* _学習課題_
a: 本文の「シンクスクール事務局です。」から「卒業課題まで伴走いただくような形で受講生の皆さんとも関わっていただきます。」までを、両端の語句も含めてそのまま書き写しなさい。
b: 本文の次の一文を英語に訳しなさい。「チームで何か作るときに大切なのは、お互いのこだわりを理解することです。」

* _本文_
--*--

7月1日「協働について」酒井秀治さん
こんにちは。
シンクスクール事務局です。
7月1日企画コースの講義では、
毎年企画コース講義の1回目をお願いしている北海道教育大学岩見沢校美術文化専攻まちづくりデザイン研究室准教授/株式会社SS計画代表取締役/一級建築士/まちづくりプランナーの酒井秀治さんにご登壇いただきました。
酒井さんの講義は年5回あります。
卒業課題まで伴走いただくような形で受講生の皆さんとも関わっていただきます。
最初は自己紹介も兼ねて、
自分年表を書き出すワークショップを行いました。
縦軸が仕事〜プライベート。
横軸が過去〜未来、中心が現在となっている十字の図に人生を当てはめていきます。
パーソナリティが浮き彫りになり、
「人生最後の夢はロックスターなんです」というパンチラインも飛び出しました。
チームで何か作るときに大切なのは、お互いのこだわりを理解することです。
そのために自身のルーツを深掘りして共有することが大切なのです。
ディスカッションの時に相容れない状況になった時は、
こだわりがどこにあるのかを探り、なぜこだわるようになったのかをお互いに知ることが大事なのかもしれません。
続いて、レクチャーに入ります。
酒井さんは建物のペンキを運ぶ運送業を営む家庭に生まれ、
安藤忠雄の作品集に感銘を受け(住吉の長屋)建築の道を志しました。
酒井さんのまちづくりのキャリアは、
東京下町の「防災まちづくり」からスタートします。(地域計画連合)
「防災まちづくり」にとって非常に重要な出来事が、1995年阪神淡路大震災です。
木造密集市街地の建物により6000人以上の人々が倒壊で圧死してしまういたましい災害がありました。
その後の国の方針としては、
「道路の拡幅設備」「防災公園の設備」「建物の不燃化」などを掲げて大きなお金が動いていました。
酒井さんが防災まちづくりとして関わっていたのは、東京台東区根岸。
迷路のように住宅地が密集しており、
当然のことながらこの地域も震災を受けて都市開発が進みます。
しかしながら酒井さんは、
前述のようなことが「本当のまちづくりなのか?」と疑問が強くなりました。
そんなことを考えている時に、
仕事で大きな病院が移転した跡地を広場にするお話ありました。

--*--

* _自然言語による領域の説明_
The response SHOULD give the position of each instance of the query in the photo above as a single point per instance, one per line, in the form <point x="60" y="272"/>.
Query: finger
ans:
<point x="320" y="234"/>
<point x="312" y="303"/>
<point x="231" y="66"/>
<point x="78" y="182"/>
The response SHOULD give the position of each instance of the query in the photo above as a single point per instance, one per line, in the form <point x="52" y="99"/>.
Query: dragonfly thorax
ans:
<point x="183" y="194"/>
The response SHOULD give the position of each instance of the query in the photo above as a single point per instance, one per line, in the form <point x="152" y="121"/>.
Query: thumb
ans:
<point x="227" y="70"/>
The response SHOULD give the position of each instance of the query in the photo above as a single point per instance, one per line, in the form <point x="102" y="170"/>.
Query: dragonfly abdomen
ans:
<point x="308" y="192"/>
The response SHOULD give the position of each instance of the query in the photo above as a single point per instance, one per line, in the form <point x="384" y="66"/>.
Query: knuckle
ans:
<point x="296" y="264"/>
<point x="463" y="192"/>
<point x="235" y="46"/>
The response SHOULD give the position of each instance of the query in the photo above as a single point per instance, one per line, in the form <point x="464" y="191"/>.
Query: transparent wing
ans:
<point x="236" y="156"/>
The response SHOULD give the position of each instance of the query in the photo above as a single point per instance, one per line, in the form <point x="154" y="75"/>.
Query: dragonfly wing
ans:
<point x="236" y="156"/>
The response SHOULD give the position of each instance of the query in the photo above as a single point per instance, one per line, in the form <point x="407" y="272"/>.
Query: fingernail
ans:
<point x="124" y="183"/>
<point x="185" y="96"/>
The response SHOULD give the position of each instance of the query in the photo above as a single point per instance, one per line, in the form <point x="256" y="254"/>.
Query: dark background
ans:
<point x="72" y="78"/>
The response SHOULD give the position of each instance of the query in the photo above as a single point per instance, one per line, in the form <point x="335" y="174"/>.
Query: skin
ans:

--*--

* _解答_
a:
シンクスクール事務局です。
7月1日企画コースの講義では、
毎年企画コース講義の1回目をお願いしている北海道教育大学岩見沢校美術文化専攻まちづくりデザイン研究室准教授/株式会社SS計画代表取締役/一級建築士/まちづくりプランナーの酒井秀治さんにご登壇いただきました。
酒井さんの講義は年5回あります。
卒業課題まで伴走いただくような形で受講生の皆さんとも関わっていただきます。

b: When making something as a team, what is important is understanding what each member is particular about.